• _TEXT SHOWN_

- - - - -

By Teresa Swartz Roberts
21. Copyright 2017
I lied to my mother.
I lied about who ate the chocolate ice cream, hiding my plastic bowl in the floor of the TV room closet so that I could wash it later or forget about it altogether until it drew ants. I lied about where I was when she called from work to say that I could not see my boyfriend that night. I lied about Grandma and Grandpa. I feel guilty about most of my lies–but not the last.
Mother was living in a memory unit in a nursing home. She had been terribly confused and unable to care for herself and had eventually become too unsafe in the assisted living facility she had chosen back when she could articulate what she wanted. Mother wanted to remain in West Virginia, in the Kanawha Valley, the place she had called home as a child and the place she had put down roots as an adult.
After her divorce from my father, Mother moved me and my three older brothers to Dunbar. We lived two blocks from Grandma and Grandpa, who still lived in the house they had built and in which they had raised my mother and her siblings.
Grandma and Grandpa were vital to our family life. Grandma walked me to the first day of first grade and walked me home again after a car purposely swerved to splash me and my new dress with muddy water. She helped me feel less embarrassed about being late. I remember waking up on my grandparents’ couch, which Grandma called a davenport, after developing a fever overnight. Mother had dropped me off on her way to work, knowing that I would be taken care of. Christmas Eve belonged to Grandma and Grandpa, and all of the grandchildren wanted to play Santa.

- - - - -

• _TASK ITEM 1_
According to the essay about lying to a mother, where did the mother move the family after her divorce?
• _TASK ITEM 2_
Write the next part of the essay about lying to a mother, beginning after its final sentence.
The data placed after the essay come from a different source.

- - - - -

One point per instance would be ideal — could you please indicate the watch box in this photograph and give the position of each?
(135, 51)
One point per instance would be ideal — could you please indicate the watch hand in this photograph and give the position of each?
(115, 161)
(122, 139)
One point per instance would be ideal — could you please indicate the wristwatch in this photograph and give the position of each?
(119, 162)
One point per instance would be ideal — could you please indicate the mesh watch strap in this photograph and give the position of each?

- - - - -

• _EXERCISE OUTPUT 1_
She moved them to Dunbar, two blocks from Grandma and Grandpa.

• _EXERCISE OUTPUT 2_
It’s no wonder that Grandma and Grandpa were on Mother’s mind. When she asked me how her parents were, I told her they were fine. It was only partially a lie. I believed they were fine in the afterlife. They had been gone for more than 20 years.
My lie was meant to be kind, an example of a dementia care philosophy: therapeutic lying. The basic idea is that a lie sometimes offers more comfort to someone who cannot remember or understand an unpleasant fact, such as the death of her parents. It can also involve entering the reality being experienced by the person with dementia instead of pointing out her mistakes or, worse yet, calling her fantasies lies. There is a temptation to set a loved one straight, to tell her the truth at all costs. Frankly, the cost is too high for a piece of information that is not likely to remain in memory.
How does it work? I would figure out a statement I could live with: The house in Nitro is safe. The house was not hers anymore, which I did not say, but the house was safe. I had driven by it the night before. I didn’t like the new plants in the front yard, but the house had not burned down or been damaged. I provided a lie that I could live with that would put my mother at ease.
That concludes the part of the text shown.